*What this task involves*.
Please rewrite the entries below, replacing "One box per line" with "Each box on its own line" everywhere it occurs and leaving everything else unchanged.
--- start of Data rows ---
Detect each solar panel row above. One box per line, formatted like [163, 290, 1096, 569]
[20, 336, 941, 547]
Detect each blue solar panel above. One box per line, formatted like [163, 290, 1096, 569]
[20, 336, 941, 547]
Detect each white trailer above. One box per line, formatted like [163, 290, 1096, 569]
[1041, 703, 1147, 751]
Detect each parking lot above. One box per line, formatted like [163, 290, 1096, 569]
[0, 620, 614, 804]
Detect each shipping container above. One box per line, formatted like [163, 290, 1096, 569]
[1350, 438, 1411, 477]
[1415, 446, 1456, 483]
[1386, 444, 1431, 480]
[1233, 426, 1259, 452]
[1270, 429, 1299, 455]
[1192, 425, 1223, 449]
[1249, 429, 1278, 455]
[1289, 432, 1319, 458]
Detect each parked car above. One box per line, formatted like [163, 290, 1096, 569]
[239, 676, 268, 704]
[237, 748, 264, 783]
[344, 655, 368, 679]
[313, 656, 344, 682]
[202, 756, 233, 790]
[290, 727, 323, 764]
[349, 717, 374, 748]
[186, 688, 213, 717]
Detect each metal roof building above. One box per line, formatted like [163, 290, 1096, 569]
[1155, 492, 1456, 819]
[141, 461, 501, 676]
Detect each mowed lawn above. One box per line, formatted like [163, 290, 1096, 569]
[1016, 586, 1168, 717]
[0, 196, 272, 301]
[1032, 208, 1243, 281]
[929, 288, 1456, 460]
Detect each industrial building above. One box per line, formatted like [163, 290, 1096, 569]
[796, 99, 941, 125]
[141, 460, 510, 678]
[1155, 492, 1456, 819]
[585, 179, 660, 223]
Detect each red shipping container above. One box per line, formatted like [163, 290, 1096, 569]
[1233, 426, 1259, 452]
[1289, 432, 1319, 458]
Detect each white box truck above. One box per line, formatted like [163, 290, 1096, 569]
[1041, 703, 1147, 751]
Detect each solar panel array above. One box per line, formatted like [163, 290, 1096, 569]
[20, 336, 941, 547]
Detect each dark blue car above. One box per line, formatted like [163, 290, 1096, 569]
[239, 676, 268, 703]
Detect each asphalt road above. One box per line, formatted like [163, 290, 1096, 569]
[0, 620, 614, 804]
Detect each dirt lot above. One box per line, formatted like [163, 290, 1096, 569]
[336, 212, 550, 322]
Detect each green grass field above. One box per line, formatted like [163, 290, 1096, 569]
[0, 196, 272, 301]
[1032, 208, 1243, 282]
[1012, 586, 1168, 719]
--- end of Data rows ---
*Solution*.
Detect each solar panel row above. Each box on its own line, formatted like [163, 290, 1096, 569]
[20, 336, 941, 547]
Detect each blue solar panel above. Each box on its own line, formatted like [163, 290, 1096, 569]
[20, 336, 941, 547]
Detect each white trailer above. Each box on its own line, formatted like [163, 290, 1096, 569]
[1041, 703, 1147, 751]
Detect each parking lot above. Each box on its own line, formatted like [163, 290, 1096, 569]
[0, 620, 614, 804]
Detect each shipping container above. Each box on its own line, formatted like [163, 290, 1096, 569]
[1350, 438, 1411, 477]
[1415, 446, 1456, 483]
[1386, 444, 1431, 480]
[1233, 426, 1259, 452]
[1270, 429, 1299, 455]
[1192, 425, 1223, 449]
[1249, 429, 1278, 455]
[1289, 432, 1319, 458]
Detect each parked car above. Each box on its own line, formatted like [163, 290, 1096, 569]
[239, 676, 268, 704]
[237, 748, 264, 783]
[344, 655, 368, 679]
[313, 656, 344, 682]
[202, 756, 233, 790]
[290, 727, 323, 764]
[349, 717, 374, 748]
[186, 688, 213, 717]
Detect each metal roof building above. Each box on its own line, formatted like [163, 290, 1096, 569]
[1155, 492, 1456, 819]
[141, 461, 501, 676]
Detect each mowed lawn above. Each box on its own line, formatted like [163, 290, 1096, 569]
[1016, 586, 1168, 717]
[0, 196, 272, 301]
[1032, 208, 1243, 281]
[929, 288, 1456, 460]
Detect each industrial building above. Each box on its own line, formatted like [163, 290, 1096, 569]
[796, 99, 941, 125]
[141, 460, 510, 678]
[1155, 492, 1456, 819]
[585, 179, 660, 223]
Detect each red shipping container above. Each box on its own line, formatted like [163, 290, 1096, 569]
[1233, 426, 1259, 452]
[1289, 432, 1319, 458]
Detect each white box truck above. Each box on its own line, formatted like [163, 290, 1096, 569]
[1041, 703, 1147, 751]
Detect each solar panel array above. Each box on its own line, formatted like [163, 290, 1096, 569]
[20, 336, 941, 547]
Detect each dark blue car above. Each box on its own line, formatted like [163, 290, 1096, 569]
[239, 676, 268, 703]
Detect each asphalt road above. Each box on its own line, formatted like [163, 290, 1096, 569]
[0, 620, 614, 804]
Detect each dirt lot above. Each box on its own line, formatted like [163, 290, 1096, 569]
[336, 212, 550, 322]
Detect each green grass field above. Each box on its own line, formatted like [163, 290, 1096, 569]
[0, 196, 272, 301]
[1032, 208, 1243, 282]
[1012, 586, 1168, 719]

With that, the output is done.